**Fragmento de origen**
Y él les dijo: “Yo soy una voz que grita en el desierto: Allanen el camino del Señor, como dijo el profeta Isaías”. Algunos de los enviados eran fariseos, y volvieron a preguntarle: “¿Por qué bautizas, entonces, si tu no eres el Mesías, ni Elías, ni el Profeta?”. Juan respondió: “Yo bautizo con agua, pero en medio de ustedes hay alguien al que ustedes no conocen: él viene después de mí, y yo no soy digno de desatar la correa de su sandalia”. Todo esto sucedió en Betania, al otro lado del Jordán, donde Juan bautizaba.

San Juan 1,19-28

Qué lindo comenzar el año con esta propuesta del evangelio que es un programa de vida. Somos nosotros quienes tenemos que tomar ubicación en el pesebre de modo que no quede como una hermosa estampa navideña, sino que seamos artífices y partícipes. Somos parte de esa escena viva, de un momento de gracia que cobra vida en nosotros al involucrarnos. En esa escena de Belén se nos proclama esta palabra donde Juan el Bautista tiene que dar explicaciones. Él mismo responde que no es el Mesías ni el profeta. “¿Quién sos? ¿qué dices de tí mismo?”. Sería un ¿cuál es el proyecto que te involucra?.

En esta contemplación del Salvador que está entre nosotros, que está en el pesebre y que lo hemos adorado en estos días… nosotros que le hemos creído… ¿Cuáles son nuestros proyectos? ¿qué tiene que ver con ellos el Dios del pesebre?.

Queremos vivir el año que comienza desde la Providencia de Dios y que sea Él el centro. La obra de Salvación que ha comenzado no puede continuar sin nuestra aceptación y nuestro sí, por eso nos involucramos. La escena del pesebre no cobra vida si yo no estoy presente ni pongo mi vida ahí para que esa obra salvadora también se de en mí. Dios nos lo da todo pero también espera nuestro sí.

**Tu objetivo**
Del comentario al evangelio, reproduce tal cual el tramo que va desde "Queremos vivir el" hasta "espera nuestro sí.".

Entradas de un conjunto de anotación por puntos
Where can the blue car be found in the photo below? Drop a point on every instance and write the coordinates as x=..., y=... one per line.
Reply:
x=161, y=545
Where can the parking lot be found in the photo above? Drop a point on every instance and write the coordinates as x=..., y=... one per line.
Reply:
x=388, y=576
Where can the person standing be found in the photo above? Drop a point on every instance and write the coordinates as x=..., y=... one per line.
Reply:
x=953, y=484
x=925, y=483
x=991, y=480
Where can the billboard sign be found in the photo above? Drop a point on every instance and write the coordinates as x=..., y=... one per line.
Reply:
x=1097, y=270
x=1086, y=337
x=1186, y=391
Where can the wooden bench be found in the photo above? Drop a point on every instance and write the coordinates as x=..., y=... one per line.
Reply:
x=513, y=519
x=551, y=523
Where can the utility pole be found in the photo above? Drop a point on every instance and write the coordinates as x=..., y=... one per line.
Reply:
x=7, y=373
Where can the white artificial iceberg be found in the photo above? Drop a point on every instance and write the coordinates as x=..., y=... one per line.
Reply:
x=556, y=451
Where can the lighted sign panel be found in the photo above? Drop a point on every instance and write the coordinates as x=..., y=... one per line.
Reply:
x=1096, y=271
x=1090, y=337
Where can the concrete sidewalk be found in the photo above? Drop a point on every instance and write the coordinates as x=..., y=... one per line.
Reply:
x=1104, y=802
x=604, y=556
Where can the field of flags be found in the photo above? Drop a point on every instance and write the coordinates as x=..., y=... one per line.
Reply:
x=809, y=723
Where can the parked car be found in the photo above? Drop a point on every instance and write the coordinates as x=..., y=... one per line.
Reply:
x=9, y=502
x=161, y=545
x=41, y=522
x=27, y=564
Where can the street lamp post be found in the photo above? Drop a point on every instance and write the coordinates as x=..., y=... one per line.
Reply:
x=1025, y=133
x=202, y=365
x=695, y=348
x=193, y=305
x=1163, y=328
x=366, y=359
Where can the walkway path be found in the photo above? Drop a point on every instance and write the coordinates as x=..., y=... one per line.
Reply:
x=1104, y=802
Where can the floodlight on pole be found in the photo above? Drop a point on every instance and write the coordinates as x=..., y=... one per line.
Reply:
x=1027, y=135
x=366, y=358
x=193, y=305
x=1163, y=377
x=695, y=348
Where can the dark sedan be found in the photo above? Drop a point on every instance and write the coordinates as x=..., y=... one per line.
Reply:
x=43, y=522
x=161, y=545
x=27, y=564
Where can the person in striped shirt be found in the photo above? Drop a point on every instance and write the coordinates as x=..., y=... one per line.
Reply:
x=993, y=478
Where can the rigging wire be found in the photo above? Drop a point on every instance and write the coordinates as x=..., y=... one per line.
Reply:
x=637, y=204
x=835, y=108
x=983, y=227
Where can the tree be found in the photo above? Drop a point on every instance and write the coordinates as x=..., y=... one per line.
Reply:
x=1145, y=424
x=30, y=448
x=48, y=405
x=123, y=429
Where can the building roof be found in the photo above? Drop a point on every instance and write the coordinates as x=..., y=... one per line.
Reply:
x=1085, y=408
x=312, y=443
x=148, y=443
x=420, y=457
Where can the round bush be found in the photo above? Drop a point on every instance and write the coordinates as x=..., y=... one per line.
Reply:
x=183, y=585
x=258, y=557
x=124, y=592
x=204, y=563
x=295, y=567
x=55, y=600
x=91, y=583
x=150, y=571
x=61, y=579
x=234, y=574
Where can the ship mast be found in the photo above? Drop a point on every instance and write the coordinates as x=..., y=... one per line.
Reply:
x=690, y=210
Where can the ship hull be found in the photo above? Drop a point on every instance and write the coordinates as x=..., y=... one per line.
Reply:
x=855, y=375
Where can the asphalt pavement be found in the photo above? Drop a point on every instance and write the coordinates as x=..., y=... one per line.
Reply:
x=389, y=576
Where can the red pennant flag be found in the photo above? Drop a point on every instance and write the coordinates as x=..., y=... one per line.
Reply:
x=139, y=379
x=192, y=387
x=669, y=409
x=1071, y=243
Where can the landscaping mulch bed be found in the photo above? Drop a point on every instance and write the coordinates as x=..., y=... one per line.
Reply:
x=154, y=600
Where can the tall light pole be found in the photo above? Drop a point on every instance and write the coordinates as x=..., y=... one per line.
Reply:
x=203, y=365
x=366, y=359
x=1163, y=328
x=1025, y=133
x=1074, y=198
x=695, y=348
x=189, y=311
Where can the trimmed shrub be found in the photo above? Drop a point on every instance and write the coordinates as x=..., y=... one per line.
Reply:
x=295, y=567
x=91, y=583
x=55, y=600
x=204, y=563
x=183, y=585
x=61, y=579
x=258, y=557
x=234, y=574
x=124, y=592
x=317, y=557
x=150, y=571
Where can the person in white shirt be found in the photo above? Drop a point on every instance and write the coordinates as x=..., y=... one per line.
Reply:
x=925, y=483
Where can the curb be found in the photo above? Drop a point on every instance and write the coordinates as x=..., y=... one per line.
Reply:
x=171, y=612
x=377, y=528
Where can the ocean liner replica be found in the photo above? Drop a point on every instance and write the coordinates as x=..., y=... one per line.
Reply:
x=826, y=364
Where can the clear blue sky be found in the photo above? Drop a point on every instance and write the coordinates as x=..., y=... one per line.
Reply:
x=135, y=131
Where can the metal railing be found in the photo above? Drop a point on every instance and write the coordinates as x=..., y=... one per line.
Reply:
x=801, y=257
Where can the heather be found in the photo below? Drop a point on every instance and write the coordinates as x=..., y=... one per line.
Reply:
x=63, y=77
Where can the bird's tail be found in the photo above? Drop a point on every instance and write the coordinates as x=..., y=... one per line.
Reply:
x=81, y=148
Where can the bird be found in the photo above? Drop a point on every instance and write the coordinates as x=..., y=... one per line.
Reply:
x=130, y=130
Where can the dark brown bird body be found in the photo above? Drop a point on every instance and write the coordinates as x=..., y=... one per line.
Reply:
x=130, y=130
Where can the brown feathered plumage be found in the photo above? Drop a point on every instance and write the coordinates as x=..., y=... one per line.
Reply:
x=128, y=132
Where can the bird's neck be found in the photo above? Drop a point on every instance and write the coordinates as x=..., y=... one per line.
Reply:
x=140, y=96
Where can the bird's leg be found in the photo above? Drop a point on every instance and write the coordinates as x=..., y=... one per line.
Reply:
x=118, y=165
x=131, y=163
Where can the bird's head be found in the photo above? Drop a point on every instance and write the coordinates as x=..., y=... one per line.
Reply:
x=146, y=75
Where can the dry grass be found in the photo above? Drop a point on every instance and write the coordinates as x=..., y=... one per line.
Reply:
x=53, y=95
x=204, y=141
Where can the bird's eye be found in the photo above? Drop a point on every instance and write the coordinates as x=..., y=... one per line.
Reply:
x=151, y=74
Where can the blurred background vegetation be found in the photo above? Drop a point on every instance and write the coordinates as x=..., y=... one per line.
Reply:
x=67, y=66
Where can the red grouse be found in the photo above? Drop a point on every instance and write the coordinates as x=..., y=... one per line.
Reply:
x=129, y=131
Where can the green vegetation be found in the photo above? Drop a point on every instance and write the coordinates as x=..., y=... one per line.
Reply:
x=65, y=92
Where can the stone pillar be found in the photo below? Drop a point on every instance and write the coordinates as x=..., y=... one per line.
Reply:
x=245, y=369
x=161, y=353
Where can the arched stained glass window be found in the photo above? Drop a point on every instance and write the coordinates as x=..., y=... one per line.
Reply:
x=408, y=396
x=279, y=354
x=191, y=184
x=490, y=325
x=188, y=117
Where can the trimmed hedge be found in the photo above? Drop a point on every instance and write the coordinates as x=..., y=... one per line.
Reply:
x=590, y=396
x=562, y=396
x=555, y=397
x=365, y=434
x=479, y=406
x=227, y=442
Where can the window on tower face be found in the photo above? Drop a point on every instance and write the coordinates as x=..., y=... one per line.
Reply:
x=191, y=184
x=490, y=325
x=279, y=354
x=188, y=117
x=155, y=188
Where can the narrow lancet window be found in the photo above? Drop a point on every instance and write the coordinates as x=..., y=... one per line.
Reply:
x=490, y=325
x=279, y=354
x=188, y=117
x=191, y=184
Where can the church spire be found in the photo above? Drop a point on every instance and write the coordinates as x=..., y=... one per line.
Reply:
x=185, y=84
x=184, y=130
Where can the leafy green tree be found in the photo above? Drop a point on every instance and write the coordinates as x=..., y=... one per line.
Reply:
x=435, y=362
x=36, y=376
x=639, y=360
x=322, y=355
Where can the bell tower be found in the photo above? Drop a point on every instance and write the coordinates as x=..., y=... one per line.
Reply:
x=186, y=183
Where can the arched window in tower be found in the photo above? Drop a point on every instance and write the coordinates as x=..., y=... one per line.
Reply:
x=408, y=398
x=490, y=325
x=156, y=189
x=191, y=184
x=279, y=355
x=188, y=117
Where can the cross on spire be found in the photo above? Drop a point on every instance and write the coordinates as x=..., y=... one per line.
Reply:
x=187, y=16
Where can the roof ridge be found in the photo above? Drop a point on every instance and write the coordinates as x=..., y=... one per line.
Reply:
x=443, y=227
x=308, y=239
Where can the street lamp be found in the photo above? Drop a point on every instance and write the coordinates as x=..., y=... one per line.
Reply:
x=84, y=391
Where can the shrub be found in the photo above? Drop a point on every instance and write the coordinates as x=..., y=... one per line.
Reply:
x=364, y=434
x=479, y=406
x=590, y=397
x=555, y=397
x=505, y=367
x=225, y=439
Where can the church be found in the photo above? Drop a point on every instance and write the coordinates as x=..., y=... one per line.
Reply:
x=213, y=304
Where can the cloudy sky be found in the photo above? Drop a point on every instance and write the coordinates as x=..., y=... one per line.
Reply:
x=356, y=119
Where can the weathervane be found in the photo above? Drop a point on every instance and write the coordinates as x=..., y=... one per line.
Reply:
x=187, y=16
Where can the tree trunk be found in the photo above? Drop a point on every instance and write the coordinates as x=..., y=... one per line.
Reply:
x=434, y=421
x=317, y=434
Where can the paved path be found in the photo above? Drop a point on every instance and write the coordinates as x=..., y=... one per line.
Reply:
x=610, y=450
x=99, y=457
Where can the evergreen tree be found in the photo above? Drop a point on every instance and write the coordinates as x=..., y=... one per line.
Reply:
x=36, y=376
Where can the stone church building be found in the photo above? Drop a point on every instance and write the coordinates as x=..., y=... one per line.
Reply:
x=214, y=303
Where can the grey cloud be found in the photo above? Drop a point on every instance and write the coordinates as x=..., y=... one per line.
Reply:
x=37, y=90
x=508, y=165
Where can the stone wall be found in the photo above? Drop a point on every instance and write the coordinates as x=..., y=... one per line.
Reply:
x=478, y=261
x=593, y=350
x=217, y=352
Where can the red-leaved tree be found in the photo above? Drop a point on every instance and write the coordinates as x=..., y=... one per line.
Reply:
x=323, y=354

**Salida**
Queremos vivir el año que comienza desde la Providencia de Dios y que sea Él el centro. La obra de Salvación que ha comenzado no puede continuar sin nuestra aceptación y nuestro sí, por eso nos involucramos. La escena del pesebre no cobra vida si yo no estoy presente ni pongo mi vida ahí para que esa obra salvadora también se de en mí. Dios nos lo da todo pero también espera nuestro sí.